Data records:
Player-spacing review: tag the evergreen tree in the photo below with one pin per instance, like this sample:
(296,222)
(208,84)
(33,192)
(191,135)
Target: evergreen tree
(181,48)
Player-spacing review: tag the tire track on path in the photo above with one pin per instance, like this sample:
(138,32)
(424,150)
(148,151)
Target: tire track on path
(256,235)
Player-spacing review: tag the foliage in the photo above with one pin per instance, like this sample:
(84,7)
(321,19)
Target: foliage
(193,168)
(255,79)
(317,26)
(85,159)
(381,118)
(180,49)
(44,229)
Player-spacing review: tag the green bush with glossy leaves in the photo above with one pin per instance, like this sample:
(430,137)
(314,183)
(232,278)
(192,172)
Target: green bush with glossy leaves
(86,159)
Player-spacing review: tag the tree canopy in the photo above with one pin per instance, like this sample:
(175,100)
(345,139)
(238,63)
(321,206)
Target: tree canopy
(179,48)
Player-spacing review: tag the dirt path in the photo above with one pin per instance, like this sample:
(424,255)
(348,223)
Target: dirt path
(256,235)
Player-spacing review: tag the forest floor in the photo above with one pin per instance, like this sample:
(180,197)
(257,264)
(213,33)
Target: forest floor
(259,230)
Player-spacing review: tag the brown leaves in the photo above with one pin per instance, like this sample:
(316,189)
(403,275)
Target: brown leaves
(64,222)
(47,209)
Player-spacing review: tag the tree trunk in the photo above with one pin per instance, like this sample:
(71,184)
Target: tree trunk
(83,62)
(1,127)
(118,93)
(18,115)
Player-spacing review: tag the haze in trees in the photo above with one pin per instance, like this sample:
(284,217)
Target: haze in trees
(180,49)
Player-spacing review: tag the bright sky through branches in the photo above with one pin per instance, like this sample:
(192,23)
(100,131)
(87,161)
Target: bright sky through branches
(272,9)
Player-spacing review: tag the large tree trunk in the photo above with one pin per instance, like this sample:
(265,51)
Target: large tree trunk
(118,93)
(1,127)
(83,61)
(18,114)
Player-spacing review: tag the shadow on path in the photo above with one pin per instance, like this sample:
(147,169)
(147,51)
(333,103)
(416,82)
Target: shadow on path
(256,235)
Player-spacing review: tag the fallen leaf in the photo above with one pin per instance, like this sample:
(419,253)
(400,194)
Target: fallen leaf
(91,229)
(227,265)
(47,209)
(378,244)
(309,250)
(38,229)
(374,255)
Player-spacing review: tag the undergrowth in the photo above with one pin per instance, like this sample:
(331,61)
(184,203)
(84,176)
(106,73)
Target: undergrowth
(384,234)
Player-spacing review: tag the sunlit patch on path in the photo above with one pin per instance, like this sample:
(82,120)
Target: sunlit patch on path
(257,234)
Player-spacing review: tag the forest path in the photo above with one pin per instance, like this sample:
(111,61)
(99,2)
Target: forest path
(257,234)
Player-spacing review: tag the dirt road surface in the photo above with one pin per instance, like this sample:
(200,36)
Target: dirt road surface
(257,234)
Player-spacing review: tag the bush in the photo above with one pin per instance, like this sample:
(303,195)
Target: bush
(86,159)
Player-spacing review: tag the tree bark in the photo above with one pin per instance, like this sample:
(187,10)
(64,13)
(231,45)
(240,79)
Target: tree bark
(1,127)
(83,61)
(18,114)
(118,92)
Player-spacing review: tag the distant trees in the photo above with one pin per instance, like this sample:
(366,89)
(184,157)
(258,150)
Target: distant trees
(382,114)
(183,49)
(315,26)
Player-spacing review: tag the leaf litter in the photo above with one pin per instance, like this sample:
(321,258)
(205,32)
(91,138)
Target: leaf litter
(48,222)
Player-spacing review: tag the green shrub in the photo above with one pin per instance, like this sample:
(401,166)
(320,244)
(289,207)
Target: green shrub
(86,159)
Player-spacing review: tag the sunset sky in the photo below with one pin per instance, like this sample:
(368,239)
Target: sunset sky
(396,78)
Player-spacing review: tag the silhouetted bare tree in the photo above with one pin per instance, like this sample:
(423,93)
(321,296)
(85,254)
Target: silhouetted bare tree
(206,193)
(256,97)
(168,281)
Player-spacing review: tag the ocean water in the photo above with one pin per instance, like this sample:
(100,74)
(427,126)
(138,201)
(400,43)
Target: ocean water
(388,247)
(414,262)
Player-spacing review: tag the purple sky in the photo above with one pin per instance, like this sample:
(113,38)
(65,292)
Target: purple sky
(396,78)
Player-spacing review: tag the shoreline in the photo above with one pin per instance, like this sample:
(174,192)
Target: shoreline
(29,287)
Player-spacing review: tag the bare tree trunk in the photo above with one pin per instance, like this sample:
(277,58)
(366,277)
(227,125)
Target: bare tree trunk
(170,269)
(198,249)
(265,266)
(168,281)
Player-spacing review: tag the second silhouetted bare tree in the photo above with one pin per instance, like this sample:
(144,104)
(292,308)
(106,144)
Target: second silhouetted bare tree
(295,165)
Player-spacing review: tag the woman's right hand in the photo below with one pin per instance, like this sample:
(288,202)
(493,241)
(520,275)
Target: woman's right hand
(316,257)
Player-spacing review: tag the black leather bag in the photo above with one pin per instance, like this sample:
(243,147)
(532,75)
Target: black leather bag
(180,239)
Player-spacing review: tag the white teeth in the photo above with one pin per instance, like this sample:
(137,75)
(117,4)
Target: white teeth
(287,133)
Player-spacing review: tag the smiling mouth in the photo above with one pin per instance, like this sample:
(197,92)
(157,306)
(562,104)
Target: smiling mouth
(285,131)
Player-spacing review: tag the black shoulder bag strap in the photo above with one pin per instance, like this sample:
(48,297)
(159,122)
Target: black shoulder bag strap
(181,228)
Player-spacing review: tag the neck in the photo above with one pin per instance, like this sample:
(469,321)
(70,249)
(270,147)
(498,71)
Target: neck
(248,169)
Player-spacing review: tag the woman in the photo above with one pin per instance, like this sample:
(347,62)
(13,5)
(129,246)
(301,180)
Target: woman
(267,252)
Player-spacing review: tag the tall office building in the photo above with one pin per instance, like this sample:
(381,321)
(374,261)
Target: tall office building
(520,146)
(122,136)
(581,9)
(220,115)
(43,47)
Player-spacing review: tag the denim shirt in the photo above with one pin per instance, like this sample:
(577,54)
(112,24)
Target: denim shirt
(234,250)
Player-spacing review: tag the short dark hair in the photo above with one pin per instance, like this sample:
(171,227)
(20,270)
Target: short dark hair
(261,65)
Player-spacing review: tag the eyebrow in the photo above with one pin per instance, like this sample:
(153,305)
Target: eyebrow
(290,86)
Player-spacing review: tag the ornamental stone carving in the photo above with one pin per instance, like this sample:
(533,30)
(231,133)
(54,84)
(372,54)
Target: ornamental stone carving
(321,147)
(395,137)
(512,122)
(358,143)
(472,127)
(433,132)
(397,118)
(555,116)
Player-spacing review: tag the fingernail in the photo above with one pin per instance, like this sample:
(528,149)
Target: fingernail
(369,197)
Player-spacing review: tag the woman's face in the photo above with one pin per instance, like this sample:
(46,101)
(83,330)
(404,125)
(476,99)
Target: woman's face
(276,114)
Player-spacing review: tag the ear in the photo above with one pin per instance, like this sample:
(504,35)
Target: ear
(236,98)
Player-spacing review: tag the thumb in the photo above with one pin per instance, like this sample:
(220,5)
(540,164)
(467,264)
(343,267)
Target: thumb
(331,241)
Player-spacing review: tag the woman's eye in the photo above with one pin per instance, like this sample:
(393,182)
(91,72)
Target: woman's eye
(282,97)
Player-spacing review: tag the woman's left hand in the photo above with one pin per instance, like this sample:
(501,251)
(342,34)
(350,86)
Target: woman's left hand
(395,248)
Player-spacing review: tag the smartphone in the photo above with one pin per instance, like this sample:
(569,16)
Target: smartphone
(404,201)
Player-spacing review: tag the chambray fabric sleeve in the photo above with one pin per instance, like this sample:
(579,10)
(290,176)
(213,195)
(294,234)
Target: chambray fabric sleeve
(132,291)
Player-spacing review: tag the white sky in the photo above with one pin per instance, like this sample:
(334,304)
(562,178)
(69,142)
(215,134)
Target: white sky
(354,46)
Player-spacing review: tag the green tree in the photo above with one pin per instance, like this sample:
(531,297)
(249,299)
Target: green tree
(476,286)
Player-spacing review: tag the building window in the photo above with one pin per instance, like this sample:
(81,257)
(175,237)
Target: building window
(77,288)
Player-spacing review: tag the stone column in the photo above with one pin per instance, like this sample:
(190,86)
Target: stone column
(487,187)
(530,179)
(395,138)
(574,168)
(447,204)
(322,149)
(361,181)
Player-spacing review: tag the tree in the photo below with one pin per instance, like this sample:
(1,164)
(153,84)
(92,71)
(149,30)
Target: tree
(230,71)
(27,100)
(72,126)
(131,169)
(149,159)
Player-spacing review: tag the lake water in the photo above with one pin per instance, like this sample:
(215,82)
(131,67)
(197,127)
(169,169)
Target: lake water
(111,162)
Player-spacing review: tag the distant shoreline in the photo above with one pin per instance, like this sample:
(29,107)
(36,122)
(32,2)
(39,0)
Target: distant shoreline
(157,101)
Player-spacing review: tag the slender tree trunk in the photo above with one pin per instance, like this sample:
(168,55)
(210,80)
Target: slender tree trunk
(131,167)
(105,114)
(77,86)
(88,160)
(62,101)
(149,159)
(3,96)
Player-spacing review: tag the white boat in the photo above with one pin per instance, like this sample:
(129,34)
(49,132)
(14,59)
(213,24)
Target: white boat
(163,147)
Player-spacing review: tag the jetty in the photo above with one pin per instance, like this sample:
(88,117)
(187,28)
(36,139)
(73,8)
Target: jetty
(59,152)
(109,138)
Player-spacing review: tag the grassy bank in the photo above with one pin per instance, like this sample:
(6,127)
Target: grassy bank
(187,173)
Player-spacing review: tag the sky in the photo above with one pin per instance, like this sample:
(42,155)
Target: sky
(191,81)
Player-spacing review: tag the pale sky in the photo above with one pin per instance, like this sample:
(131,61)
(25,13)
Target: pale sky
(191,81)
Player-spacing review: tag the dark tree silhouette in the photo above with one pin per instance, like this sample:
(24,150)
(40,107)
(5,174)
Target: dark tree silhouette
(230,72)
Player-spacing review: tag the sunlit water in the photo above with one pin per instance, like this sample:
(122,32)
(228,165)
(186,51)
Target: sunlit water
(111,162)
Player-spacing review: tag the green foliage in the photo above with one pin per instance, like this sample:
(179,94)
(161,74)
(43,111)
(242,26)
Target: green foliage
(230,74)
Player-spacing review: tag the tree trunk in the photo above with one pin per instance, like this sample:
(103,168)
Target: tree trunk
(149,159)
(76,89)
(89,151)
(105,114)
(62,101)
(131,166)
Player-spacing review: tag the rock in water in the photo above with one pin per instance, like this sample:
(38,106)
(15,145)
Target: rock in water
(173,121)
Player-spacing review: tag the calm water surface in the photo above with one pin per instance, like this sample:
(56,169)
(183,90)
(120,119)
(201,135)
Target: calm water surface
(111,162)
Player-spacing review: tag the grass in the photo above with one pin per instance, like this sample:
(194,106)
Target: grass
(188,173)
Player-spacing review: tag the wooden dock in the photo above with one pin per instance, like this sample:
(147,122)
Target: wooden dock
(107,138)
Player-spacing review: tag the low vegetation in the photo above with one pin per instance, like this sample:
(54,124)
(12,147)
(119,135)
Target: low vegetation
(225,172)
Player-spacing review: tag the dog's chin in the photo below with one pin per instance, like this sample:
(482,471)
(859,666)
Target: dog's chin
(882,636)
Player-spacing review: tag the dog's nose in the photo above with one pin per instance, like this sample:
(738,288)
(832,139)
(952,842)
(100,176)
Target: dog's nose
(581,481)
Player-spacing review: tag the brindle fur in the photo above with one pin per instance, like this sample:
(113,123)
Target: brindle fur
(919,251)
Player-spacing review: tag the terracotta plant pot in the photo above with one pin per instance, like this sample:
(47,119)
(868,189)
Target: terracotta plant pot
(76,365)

• Short exercise: Give back, exactly as written, the lines from the one with "Player-spacing review: tag the wooden" to the last line.

• Written solution:
Player-spacing review: tag the wooden dock in the photo above with one pin per instance, like this sample:
(147,122)
Target: wooden dock
(107,138)
Player-spacing review: tag the low vegetation in the photo above with one pin per instance, like this sample:
(54,124)
(12,147)
(119,135)
Target: low vegetation
(225,172)
Player-spacing review: tag the dog's chin in the photo below with one pin per instance, like this sample:
(482,471)
(859,666)
Target: dog's chin
(882,636)
Player-spacing review: tag the dog's nose in the photo above with one pin per instance, like this sample:
(738,288)
(832,139)
(952,842)
(100,176)
Target: dog's nose
(581,481)
Player-spacing review: tag the brindle fur in the photo above with one pin per instance, like this sample:
(113,123)
Target: brindle fur
(919,251)
Player-spacing review: tag the terracotta plant pot in the photo above with one pin per instance, like this sample:
(47,119)
(868,189)
Target: terracotta plant pot
(76,365)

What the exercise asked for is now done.